Segment Start: Supplied material
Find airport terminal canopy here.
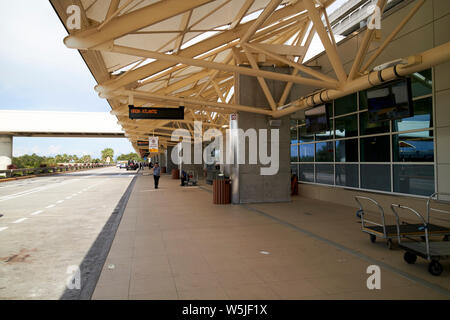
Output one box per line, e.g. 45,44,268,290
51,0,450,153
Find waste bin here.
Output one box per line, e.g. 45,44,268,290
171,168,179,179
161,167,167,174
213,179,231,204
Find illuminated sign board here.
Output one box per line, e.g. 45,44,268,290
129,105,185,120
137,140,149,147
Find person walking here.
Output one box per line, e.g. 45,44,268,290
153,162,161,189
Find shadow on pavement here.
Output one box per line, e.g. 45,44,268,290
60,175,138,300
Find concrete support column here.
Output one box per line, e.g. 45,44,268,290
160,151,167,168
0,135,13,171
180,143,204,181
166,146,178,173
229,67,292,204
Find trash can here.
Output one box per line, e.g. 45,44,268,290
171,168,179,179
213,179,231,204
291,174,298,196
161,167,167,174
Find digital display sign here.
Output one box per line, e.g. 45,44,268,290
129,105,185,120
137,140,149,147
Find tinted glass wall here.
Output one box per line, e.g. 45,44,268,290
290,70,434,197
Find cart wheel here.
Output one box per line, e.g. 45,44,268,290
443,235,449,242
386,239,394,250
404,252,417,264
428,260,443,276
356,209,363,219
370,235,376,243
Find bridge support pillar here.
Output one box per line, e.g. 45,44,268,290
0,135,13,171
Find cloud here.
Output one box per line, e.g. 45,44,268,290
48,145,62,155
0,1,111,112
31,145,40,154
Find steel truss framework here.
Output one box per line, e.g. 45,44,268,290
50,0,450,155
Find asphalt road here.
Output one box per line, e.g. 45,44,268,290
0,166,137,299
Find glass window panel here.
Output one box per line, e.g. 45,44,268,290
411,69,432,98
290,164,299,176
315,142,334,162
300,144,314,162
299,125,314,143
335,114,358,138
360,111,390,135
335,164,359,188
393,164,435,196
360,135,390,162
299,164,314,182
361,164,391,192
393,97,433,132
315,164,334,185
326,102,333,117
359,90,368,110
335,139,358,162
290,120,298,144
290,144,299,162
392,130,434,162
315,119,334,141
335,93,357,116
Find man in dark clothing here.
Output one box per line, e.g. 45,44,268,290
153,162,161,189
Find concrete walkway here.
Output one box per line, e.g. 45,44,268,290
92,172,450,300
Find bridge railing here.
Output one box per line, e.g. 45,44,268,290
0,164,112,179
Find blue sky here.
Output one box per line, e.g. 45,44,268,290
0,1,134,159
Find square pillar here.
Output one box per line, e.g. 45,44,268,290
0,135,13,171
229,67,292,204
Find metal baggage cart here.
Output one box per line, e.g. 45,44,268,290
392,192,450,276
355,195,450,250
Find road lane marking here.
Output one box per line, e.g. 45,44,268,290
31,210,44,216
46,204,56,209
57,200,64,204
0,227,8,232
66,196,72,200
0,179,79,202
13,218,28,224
Segment End: Supplied material
Segment Start: Supplied material
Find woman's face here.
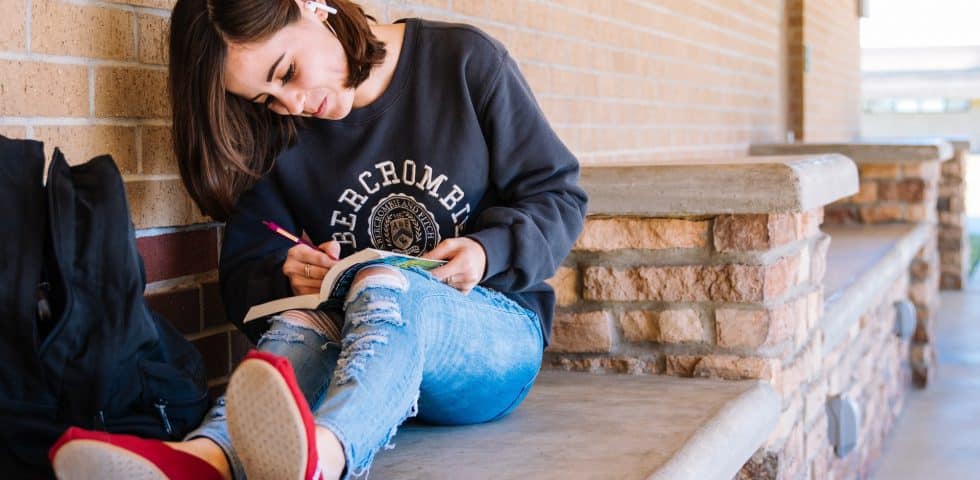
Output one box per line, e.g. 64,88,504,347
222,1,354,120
Segment End: Supplied material
» Problem description: From the material above, tally every line that includes the word "sign" and state the count only.

» Answer for the task: 2